Rewrite the entries from the line containing "Pin a point" through the end of the entries, requests included, and shift each point coordinate in the answers by adding 130 to every number. Leave the pictures out of your answer.
>>>
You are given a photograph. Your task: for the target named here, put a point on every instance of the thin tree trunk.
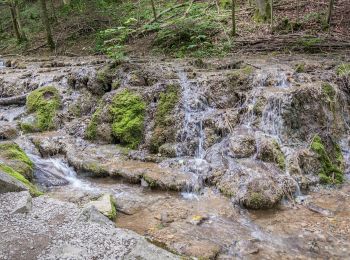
(298, 10)
(233, 18)
(217, 6)
(23, 36)
(154, 10)
(52, 6)
(15, 23)
(330, 9)
(271, 15)
(46, 23)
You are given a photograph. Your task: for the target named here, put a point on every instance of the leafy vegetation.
(180, 28)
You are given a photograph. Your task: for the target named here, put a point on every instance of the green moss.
(279, 156)
(21, 163)
(300, 68)
(96, 168)
(329, 173)
(163, 118)
(112, 215)
(329, 91)
(10, 171)
(128, 113)
(256, 201)
(343, 70)
(44, 102)
(91, 131)
(152, 183)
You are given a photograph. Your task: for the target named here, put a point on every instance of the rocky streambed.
(243, 157)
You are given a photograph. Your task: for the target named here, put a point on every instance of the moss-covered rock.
(330, 172)
(10, 171)
(164, 120)
(120, 121)
(44, 102)
(13, 156)
(128, 113)
(343, 70)
(106, 205)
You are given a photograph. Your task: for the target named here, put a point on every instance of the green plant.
(163, 131)
(10, 171)
(128, 112)
(44, 102)
(329, 173)
(343, 70)
(187, 35)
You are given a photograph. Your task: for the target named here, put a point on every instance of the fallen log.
(15, 100)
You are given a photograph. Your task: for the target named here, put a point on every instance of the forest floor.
(182, 30)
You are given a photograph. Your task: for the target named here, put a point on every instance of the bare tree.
(154, 10)
(46, 23)
(16, 22)
(233, 18)
(330, 10)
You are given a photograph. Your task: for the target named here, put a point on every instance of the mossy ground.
(343, 70)
(164, 120)
(113, 214)
(10, 171)
(128, 113)
(44, 102)
(125, 114)
(91, 131)
(21, 163)
(330, 173)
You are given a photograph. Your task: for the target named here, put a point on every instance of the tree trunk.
(271, 15)
(330, 9)
(46, 22)
(154, 10)
(233, 18)
(14, 23)
(19, 25)
(263, 10)
(52, 7)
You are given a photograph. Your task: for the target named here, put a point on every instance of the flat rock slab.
(51, 231)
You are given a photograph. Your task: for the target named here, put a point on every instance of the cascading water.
(345, 148)
(55, 172)
(195, 108)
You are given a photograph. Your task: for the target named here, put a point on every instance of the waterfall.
(56, 172)
(195, 108)
(345, 148)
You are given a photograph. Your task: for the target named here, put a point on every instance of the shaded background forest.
(176, 28)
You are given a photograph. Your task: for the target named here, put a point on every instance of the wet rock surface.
(233, 138)
(53, 229)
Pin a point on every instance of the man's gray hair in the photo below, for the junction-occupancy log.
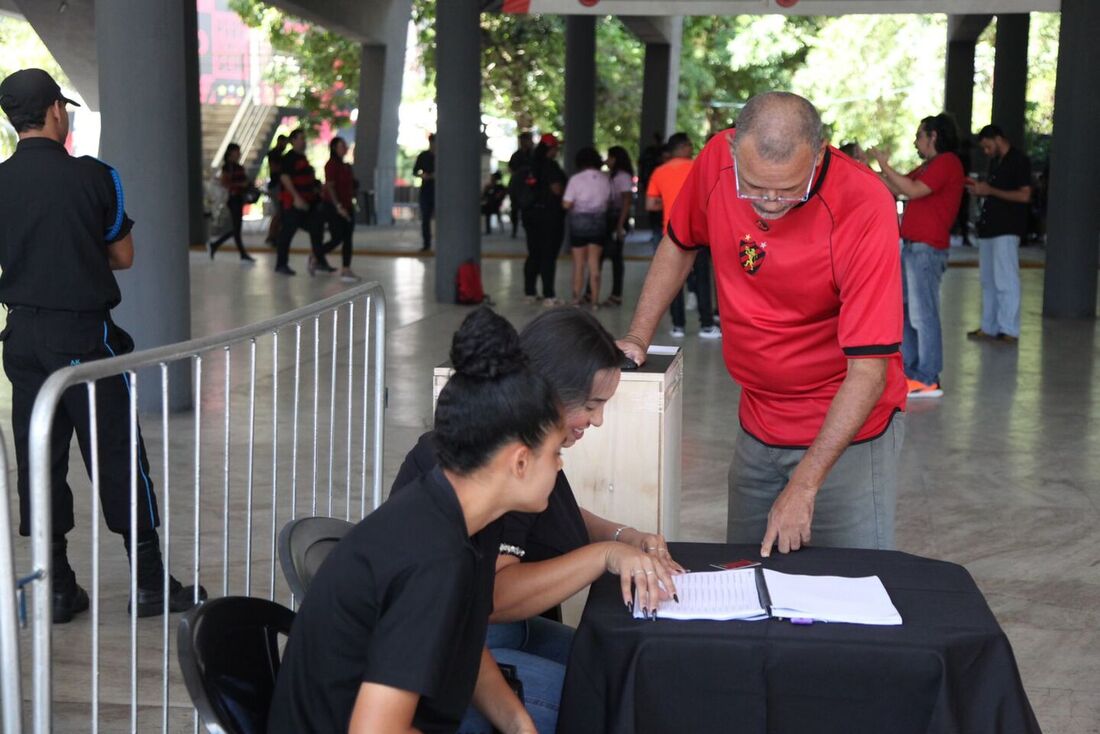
(779, 122)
<<<
### RESULT BELOW
Pin a point on every instance of the man's gray hair in the photo below, for the junction-occupancy log.
(909, 252)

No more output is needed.